Find the lines holding the string "trunk" in the data, then copy all of them.

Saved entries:
==============================
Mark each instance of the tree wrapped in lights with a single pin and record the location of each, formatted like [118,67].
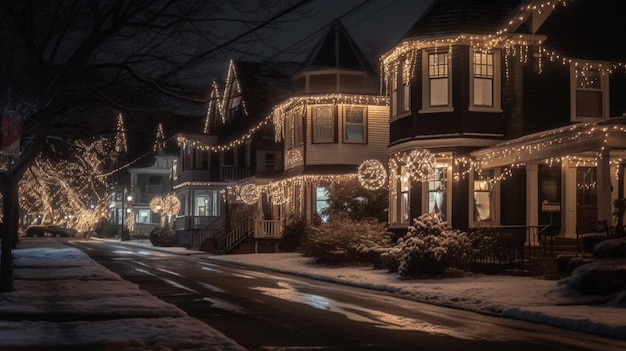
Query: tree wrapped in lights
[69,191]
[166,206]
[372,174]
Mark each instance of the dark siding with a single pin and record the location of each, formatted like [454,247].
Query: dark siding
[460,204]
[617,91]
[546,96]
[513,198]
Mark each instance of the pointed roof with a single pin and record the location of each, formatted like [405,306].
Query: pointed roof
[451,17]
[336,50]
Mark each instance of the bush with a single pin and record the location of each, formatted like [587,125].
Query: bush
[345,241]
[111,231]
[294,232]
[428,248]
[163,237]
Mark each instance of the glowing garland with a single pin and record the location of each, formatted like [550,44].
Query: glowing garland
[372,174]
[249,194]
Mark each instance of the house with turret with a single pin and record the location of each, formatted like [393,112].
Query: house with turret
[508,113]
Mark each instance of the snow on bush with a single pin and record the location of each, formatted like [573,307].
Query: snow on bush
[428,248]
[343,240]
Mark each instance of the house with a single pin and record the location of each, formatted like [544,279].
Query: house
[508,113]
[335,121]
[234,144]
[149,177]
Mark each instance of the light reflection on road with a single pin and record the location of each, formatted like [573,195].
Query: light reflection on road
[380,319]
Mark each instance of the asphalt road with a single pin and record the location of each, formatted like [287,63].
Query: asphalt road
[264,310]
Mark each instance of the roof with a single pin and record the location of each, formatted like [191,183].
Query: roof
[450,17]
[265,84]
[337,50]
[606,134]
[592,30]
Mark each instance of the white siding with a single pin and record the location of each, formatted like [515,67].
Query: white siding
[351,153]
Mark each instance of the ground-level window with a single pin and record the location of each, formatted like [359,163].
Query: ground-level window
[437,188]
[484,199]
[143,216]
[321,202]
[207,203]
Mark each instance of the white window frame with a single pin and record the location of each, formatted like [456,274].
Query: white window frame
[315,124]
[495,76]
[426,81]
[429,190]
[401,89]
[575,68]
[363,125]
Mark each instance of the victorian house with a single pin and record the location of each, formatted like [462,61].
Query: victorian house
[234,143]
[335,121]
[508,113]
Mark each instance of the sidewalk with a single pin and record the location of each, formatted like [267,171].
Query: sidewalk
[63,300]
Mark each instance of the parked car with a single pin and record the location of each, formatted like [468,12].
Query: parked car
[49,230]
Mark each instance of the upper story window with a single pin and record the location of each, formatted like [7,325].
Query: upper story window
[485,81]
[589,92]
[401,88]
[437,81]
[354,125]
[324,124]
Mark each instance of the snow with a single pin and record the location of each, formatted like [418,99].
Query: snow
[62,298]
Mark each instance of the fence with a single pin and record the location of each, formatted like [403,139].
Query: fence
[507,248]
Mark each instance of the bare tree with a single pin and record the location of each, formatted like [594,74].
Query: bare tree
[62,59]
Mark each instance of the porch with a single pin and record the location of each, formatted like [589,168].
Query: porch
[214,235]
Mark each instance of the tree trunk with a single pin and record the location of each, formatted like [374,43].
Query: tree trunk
==============================
Answer space:
Mark each instance of the tree trunk with a single pin and record the location of each, formatted like [374,43].
Query: tree trunk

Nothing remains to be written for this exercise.